Consignes:
1. Recopiez fidèlement le passage du fil sur la touche de clavier, en commençant à « Sous garantie, l'échanger, sinon, en » et en terminant à « touche fonctionne bien... ».
2. Pour chaque affirmation, dites par oui ou par non si elle concorde avec le fil sur la touche de clavier, et citez les mots du texte qui tranchent.
(a) Les piles du clavier sont neuves.
(b) Chez la personne qui a un mac mini, la touche ne fonctionne pas non plus.
(c) La touche ne fonctionne sur aucune session de l'ordinateur.

Texte extrait:
+---+
# touche qui ne fonctionne plus



## manufon91 (16 Juin 2006)

Bonjour, 

Voila mon problème: depuis 3 jours ma touche x ne fonctionne plus. C'est a dire que quand j'appuie dessus, ça n'écrit pas. J'ai le clavier Bluetooth Apple et les piles sont neuves. Je ne sais pas trop quoi faire.

Merci de votre aide


----------



## Pascal 77 (16 Juin 2006)

Sous garantie, l'échanger, sinon, en racheter un autre.


----------



## manufon91 (18 Juin 2006)

Ce week end, j'ai testé mon clavier chez une autre personne qui a un mac mini et la touche fonctionne très bien. J'ai aussi remarqué que ce problème n'arrivait que sous ma sessions sur mon ordi. Sur les autres sessions de l'ordinateur, la touche fonctionne bien...
+---+
Extrait des données:
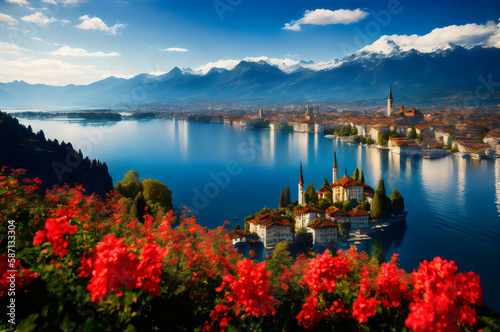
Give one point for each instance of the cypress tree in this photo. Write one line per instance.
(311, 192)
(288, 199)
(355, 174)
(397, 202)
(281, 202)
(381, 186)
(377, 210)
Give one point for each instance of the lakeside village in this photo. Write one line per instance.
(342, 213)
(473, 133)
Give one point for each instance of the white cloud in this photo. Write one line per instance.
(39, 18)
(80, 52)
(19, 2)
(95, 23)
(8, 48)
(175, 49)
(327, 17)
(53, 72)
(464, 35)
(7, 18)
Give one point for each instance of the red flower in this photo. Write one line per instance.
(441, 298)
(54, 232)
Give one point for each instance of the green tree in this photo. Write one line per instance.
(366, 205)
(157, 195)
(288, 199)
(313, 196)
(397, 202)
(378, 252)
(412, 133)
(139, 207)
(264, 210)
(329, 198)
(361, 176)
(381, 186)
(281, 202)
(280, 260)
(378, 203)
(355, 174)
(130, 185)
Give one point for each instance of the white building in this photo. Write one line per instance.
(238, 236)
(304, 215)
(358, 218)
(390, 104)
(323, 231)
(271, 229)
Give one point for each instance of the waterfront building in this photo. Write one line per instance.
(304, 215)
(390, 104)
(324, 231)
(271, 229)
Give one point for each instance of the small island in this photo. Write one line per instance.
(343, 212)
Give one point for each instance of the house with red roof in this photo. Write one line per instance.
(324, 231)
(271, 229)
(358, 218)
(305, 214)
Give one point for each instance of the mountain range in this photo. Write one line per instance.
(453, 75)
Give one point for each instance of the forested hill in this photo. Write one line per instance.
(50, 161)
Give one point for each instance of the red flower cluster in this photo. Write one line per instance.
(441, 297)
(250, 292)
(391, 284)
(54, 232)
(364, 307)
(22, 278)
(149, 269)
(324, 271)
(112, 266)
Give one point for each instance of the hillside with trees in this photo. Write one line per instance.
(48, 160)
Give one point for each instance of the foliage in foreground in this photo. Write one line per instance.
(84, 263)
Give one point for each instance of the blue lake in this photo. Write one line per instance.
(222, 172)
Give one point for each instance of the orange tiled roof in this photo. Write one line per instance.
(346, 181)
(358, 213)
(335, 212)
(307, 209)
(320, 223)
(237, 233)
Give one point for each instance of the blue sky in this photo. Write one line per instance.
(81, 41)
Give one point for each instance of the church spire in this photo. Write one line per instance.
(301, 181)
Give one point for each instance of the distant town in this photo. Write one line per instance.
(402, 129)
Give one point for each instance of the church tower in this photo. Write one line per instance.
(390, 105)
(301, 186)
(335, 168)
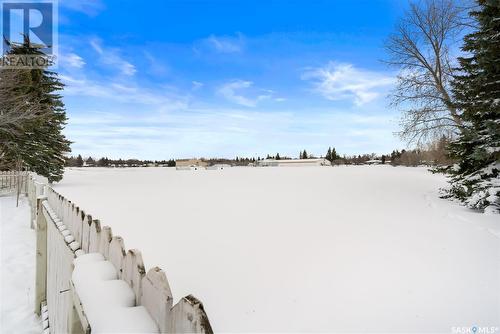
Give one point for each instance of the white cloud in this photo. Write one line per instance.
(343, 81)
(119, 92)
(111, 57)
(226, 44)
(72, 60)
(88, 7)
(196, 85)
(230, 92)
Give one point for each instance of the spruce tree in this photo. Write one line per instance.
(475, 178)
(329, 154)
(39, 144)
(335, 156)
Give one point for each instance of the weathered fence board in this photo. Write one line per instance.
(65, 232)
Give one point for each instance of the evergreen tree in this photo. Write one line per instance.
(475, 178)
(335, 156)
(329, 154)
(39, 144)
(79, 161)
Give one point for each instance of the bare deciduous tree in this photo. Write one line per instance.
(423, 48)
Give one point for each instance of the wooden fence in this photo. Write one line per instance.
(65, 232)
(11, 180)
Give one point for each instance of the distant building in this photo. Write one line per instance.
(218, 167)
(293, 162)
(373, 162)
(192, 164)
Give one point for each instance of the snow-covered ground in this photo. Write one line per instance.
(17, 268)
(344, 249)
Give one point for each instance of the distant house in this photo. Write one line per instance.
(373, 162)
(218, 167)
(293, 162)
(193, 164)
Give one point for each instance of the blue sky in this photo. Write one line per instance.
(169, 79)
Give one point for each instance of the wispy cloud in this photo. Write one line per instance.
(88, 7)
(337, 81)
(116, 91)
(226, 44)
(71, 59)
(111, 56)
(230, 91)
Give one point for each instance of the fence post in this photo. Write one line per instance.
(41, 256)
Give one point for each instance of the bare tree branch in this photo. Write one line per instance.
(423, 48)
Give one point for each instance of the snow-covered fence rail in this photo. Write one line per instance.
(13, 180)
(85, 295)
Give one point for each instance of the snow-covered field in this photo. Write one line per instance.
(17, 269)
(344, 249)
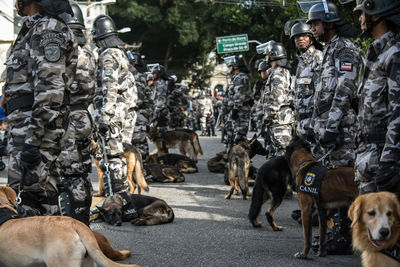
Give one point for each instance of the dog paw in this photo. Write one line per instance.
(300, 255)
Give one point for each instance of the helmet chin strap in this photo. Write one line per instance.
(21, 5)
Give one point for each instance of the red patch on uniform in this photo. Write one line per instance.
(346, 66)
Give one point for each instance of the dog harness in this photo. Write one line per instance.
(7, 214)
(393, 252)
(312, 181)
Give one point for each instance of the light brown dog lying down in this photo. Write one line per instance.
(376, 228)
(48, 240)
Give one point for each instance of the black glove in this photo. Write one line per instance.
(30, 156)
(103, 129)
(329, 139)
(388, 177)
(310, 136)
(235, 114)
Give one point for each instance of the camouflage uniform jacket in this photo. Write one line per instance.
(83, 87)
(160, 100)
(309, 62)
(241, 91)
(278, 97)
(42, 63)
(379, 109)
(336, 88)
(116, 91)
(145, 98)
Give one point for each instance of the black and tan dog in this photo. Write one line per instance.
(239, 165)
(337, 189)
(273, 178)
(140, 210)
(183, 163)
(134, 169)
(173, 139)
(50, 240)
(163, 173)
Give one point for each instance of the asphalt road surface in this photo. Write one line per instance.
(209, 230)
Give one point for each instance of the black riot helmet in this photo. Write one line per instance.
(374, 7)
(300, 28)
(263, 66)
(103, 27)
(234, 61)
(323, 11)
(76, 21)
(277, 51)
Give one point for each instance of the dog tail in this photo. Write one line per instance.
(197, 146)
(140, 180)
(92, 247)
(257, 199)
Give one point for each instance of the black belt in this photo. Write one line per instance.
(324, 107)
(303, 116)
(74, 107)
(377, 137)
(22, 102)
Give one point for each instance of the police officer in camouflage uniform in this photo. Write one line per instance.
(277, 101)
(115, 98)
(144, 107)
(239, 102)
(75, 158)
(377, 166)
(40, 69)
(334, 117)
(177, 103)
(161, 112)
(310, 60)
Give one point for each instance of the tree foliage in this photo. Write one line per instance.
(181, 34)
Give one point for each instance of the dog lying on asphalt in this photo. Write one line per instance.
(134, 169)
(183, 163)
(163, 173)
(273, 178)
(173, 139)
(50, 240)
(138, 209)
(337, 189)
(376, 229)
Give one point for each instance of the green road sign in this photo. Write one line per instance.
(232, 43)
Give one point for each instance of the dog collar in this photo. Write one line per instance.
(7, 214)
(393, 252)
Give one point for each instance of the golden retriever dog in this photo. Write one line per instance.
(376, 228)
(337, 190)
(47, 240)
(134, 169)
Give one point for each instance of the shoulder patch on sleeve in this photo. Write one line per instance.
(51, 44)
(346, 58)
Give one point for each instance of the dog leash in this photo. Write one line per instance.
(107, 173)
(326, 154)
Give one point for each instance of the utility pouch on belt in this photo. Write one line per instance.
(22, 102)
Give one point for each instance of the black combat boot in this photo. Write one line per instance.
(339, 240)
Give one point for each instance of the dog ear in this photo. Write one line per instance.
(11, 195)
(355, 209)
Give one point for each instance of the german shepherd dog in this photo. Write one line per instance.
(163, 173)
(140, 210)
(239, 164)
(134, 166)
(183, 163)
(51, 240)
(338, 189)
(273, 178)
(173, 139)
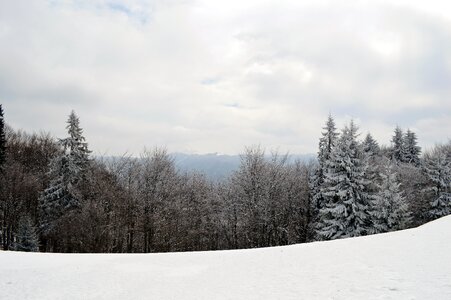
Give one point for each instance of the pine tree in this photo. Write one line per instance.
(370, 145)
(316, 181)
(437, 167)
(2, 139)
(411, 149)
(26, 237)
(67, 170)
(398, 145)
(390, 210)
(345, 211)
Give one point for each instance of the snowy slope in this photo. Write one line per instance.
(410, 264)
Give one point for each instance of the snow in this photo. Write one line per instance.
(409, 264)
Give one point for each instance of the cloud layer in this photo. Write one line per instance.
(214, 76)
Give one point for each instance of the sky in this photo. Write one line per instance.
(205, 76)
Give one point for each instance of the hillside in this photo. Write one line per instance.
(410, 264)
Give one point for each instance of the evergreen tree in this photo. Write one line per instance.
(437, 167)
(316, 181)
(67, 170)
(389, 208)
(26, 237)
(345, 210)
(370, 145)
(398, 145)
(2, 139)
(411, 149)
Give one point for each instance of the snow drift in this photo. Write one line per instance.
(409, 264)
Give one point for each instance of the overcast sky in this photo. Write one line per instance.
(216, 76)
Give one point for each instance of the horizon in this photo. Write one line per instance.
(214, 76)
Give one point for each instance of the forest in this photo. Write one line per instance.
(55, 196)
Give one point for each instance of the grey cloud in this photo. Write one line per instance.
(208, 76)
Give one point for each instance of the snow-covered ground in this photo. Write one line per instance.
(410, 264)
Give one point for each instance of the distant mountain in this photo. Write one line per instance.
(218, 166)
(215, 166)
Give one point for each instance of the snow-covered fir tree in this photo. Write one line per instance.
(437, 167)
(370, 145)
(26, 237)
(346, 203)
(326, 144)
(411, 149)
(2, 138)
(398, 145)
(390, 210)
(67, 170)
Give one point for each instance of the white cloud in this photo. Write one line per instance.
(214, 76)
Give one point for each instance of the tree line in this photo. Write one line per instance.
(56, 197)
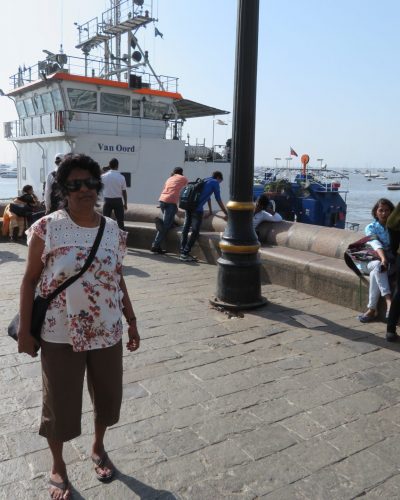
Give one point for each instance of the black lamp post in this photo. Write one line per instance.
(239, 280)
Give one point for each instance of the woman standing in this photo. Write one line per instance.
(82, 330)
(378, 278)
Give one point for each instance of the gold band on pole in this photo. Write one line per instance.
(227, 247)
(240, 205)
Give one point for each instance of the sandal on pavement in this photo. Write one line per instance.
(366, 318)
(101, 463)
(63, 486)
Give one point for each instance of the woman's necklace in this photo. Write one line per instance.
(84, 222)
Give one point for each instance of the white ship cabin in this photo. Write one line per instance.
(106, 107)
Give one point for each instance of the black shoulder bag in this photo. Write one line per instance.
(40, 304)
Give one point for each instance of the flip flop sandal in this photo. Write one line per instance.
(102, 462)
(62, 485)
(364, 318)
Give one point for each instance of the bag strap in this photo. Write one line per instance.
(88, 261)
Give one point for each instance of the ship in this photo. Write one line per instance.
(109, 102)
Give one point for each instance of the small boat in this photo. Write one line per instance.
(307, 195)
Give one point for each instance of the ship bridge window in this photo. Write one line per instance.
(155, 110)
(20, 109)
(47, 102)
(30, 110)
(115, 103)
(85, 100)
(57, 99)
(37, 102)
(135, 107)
+---+
Corrigés:
1.
Sous garantie, l'échanger, sinon, en racheter un autre.


----------



## manufon91 (18 Juin 2006)

Ce week end, j'ai testé mon clavier chez une autre personne qui a un mac mini et la touche fonctionne très bien. J'ai aussi remarqué que ce problème n'arrivait que sous ma sessions sur mon ordi. Sur les autres sessions de l'ordinateur, la touche fonctionne bien...

2.
(a) Oui : « les piles sont neuves »
(b) Non : « la touche fonctionne très bien »
(c) Non : « Sur les autres sessions de l'ordinateur, la touche fonctionne bien »